* **What to do**
Your answer should be the lines below from the one with "Target: tall beige tower" to the one with "Target: curb", both included, given again exactly and with nothing added.

(Region pointing data)
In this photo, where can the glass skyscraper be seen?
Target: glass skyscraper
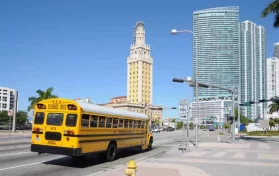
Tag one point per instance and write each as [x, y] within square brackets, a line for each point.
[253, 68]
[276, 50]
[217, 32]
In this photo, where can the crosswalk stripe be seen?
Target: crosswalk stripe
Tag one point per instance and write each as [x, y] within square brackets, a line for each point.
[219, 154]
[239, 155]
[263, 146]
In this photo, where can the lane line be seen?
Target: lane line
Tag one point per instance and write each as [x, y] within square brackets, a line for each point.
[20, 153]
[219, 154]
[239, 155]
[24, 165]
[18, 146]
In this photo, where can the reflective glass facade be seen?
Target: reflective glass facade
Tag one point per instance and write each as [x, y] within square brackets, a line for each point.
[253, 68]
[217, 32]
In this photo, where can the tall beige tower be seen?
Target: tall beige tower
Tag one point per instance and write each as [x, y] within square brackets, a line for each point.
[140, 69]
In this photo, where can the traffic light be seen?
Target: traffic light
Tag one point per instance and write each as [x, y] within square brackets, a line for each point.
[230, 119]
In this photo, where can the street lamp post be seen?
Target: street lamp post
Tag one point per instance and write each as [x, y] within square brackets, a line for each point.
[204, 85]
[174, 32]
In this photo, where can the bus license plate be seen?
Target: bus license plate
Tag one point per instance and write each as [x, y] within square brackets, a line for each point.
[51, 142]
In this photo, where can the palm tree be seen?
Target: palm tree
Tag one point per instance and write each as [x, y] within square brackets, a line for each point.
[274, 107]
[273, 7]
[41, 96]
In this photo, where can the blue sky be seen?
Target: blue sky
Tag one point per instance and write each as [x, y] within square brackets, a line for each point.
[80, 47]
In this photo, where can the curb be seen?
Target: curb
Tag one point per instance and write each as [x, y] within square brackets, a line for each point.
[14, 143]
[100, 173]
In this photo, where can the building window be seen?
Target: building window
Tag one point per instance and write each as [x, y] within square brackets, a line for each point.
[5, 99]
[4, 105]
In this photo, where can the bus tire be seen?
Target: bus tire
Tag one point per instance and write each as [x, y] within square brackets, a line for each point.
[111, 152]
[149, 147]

* * *

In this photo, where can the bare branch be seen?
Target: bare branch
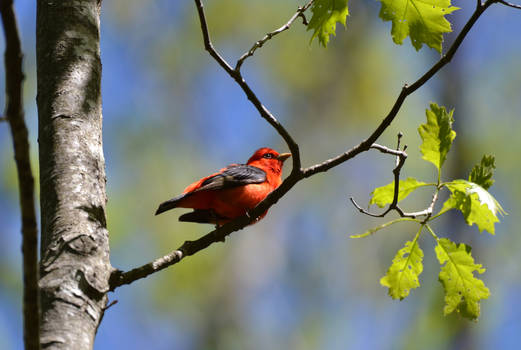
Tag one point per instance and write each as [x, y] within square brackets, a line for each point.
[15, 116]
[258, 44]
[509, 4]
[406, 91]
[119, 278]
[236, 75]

* **Exercise response**
Target: tall beige tower
Tag one point per instance and write each as [x, y] within square brackets, a line for each point.
[140, 69]
In this photo, where can the traffic light be seen?
Target: traffic light
Tag one point per instance and write each as [x, y] within square brackets, a line for each point.
[230, 119]
In this photo, where can the street lamp post be seen?
Target: street lamp post
Tag one point per instance and write each as [x, y] within square brackets, a line for each point.
[204, 85]
[174, 32]
In this photo, where can the bus license plate be seen?
Target: bus license plate
Tag one point per instance and write each as [x, y] within square brackets, a line for each point.
[51, 142]
In this photo, where can the palm tree be seen?
Target: palm tree
Tag one point per instance and write each as [x, y] within square brackets, a line for each point.
[274, 107]
[273, 7]
[41, 96]
In this photo, where can the blue sky be seen?
Target: blue sky
Tag one point per instance and write each as [x, y] within square brackets, a line for each point.
[80, 47]
In this photo, where can the curb be seen?
Target: curb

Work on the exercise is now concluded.